▶ **Data provided**
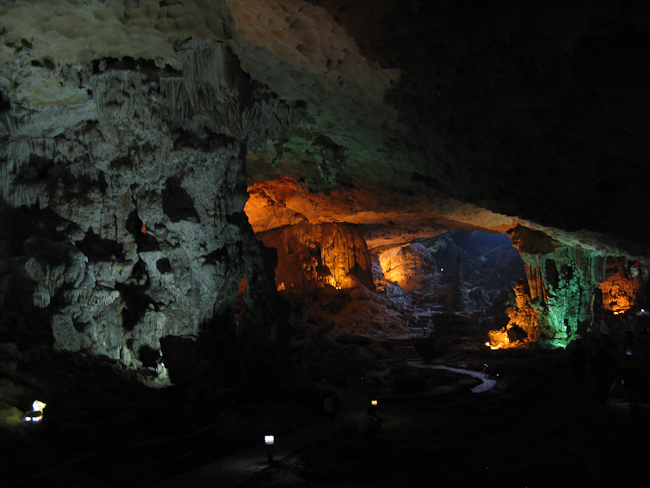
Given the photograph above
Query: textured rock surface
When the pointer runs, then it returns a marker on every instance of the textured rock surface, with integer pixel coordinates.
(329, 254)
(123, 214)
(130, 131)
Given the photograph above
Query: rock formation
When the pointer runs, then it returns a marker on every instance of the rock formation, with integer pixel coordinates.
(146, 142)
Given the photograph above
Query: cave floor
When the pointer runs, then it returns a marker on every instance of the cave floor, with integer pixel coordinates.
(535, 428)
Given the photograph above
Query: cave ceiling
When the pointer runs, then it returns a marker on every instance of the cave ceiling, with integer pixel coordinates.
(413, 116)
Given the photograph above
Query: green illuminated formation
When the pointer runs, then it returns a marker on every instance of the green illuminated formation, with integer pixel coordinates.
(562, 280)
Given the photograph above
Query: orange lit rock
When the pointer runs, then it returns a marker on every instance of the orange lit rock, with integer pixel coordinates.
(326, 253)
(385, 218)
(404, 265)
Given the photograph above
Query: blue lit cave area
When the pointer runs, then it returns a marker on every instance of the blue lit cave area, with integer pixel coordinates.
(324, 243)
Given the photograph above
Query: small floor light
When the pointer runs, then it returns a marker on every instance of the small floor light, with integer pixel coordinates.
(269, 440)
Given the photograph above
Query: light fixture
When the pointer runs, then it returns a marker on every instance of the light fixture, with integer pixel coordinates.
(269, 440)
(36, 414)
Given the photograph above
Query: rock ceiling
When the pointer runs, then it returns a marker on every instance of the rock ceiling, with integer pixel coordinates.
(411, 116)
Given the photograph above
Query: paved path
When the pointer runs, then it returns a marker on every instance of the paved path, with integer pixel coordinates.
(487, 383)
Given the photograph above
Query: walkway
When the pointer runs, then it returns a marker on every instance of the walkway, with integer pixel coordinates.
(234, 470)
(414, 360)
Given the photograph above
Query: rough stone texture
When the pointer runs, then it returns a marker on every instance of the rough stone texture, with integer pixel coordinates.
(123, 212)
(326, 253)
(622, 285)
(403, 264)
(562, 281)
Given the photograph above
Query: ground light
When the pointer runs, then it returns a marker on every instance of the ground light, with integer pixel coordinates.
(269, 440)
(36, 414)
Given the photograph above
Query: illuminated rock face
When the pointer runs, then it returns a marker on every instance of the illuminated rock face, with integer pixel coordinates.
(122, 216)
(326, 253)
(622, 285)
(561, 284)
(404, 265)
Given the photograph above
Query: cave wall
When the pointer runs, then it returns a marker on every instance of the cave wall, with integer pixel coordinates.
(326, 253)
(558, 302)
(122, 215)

* * *

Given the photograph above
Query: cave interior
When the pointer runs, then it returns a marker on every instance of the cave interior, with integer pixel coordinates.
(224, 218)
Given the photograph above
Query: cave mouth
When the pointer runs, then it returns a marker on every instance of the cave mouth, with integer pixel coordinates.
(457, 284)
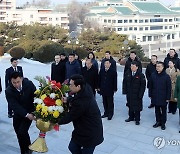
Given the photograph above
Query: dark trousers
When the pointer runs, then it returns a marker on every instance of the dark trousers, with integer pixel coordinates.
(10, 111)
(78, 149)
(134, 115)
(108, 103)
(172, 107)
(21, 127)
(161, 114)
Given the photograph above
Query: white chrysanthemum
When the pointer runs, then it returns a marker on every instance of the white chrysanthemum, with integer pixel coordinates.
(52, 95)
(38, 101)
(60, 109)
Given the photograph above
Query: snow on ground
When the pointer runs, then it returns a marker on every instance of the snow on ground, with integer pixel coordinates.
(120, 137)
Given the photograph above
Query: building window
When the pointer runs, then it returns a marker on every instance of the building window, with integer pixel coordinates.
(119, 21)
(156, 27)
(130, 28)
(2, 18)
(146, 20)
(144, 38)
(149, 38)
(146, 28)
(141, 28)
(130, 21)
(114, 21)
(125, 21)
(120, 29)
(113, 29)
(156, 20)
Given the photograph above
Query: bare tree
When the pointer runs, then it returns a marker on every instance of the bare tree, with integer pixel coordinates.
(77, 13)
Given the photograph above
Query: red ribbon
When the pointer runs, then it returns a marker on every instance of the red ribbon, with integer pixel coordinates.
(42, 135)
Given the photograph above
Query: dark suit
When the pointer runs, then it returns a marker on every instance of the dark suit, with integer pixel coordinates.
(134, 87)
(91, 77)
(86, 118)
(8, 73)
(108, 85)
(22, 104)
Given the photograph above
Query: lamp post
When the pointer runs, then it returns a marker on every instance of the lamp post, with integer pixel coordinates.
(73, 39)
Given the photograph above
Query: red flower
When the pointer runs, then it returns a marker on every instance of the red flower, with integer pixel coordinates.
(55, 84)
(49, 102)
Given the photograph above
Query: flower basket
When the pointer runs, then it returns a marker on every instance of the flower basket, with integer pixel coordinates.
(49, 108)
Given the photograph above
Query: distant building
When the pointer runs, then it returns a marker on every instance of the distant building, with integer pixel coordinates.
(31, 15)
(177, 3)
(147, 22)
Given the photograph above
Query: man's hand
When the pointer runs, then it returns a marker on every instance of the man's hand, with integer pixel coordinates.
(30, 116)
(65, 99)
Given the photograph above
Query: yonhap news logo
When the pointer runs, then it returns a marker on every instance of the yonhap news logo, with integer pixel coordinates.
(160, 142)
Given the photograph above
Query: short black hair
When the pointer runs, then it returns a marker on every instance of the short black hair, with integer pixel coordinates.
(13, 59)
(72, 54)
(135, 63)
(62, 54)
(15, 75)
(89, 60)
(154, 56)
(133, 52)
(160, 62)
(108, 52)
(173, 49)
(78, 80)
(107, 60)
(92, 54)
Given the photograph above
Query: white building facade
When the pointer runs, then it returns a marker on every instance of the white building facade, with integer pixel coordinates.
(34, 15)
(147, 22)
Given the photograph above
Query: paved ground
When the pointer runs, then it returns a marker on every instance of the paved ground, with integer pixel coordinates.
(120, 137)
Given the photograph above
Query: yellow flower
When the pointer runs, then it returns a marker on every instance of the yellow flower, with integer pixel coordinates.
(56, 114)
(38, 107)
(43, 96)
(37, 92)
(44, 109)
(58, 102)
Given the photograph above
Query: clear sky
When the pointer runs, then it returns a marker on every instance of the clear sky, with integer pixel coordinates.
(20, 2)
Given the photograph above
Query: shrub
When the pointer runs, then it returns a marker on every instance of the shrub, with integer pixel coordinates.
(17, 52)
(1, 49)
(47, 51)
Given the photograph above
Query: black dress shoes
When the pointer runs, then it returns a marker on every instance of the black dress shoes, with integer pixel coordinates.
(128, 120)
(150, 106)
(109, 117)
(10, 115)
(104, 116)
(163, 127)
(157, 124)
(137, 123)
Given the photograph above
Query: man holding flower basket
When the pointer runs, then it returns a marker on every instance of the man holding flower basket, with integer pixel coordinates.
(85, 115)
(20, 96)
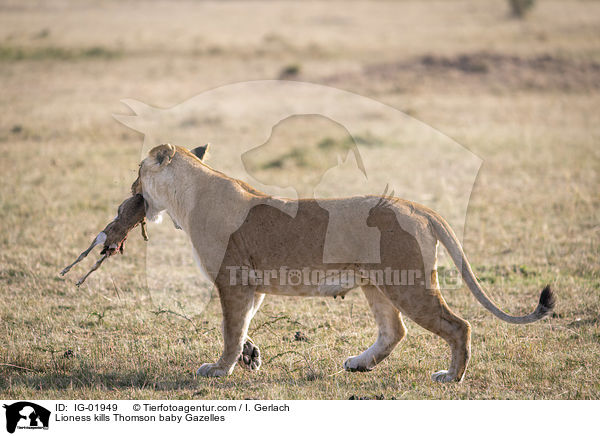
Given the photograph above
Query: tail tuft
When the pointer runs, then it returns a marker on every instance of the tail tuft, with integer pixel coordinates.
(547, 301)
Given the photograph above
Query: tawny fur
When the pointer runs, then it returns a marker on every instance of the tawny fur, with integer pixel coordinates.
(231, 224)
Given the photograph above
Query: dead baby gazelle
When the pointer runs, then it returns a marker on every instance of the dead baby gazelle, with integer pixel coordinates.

...

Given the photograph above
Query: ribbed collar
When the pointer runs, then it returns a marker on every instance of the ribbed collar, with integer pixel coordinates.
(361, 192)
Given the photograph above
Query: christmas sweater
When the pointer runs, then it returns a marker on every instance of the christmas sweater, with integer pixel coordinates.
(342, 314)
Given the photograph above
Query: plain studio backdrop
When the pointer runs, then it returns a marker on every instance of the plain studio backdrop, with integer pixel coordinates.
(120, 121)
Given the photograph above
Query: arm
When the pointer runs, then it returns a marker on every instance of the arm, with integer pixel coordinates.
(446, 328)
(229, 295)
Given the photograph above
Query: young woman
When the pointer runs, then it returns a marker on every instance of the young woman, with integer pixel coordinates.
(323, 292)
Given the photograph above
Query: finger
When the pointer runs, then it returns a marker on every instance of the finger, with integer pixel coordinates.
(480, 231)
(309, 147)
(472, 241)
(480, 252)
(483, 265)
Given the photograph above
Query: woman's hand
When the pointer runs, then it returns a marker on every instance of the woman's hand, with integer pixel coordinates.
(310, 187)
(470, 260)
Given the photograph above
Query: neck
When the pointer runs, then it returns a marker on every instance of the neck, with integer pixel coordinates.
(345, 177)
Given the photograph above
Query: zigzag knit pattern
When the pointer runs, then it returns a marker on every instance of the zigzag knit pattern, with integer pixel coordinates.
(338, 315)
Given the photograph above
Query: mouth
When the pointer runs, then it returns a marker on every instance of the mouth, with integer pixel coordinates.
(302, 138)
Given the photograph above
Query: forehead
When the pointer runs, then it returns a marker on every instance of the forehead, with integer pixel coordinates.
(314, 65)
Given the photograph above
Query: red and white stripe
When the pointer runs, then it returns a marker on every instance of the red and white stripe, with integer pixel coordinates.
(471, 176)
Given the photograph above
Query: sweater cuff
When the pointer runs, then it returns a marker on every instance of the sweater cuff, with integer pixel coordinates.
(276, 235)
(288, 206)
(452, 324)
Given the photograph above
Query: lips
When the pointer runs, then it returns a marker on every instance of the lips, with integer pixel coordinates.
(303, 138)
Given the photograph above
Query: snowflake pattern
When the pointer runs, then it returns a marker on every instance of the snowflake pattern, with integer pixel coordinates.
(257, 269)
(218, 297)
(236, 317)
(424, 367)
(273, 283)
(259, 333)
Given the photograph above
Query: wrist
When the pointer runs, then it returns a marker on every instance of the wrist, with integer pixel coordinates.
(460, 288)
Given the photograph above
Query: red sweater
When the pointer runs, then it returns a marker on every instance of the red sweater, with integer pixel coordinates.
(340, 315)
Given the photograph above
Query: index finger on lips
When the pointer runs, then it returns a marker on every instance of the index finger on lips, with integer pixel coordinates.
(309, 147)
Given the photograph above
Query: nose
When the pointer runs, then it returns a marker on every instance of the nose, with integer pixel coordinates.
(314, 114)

▶ **How to complete this task**
Starting from the line with "Query: black dress shoes" in the records above, repeat each line exactly until you have written the line with "Query: tail tuft", then stop; drop the pictures.

▶ **Answer below**
Query: black dress shoes
When the pointer runs, then it returns a marker on every instance of the black dress shoes, with integer pixel coordinates.
(128, 120)
(150, 106)
(109, 117)
(10, 115)
(104, 116)
(163, 127)
(157, 124)
(137, 123)
Given the photograph above
Query: man holding flower basket
When the pointer runs, then it returns a marker on every instance of the man holding flower basket, with integer pixel coordinates.
(85, 115)
(20, 96)
Given the photograph above
Query: tail tuft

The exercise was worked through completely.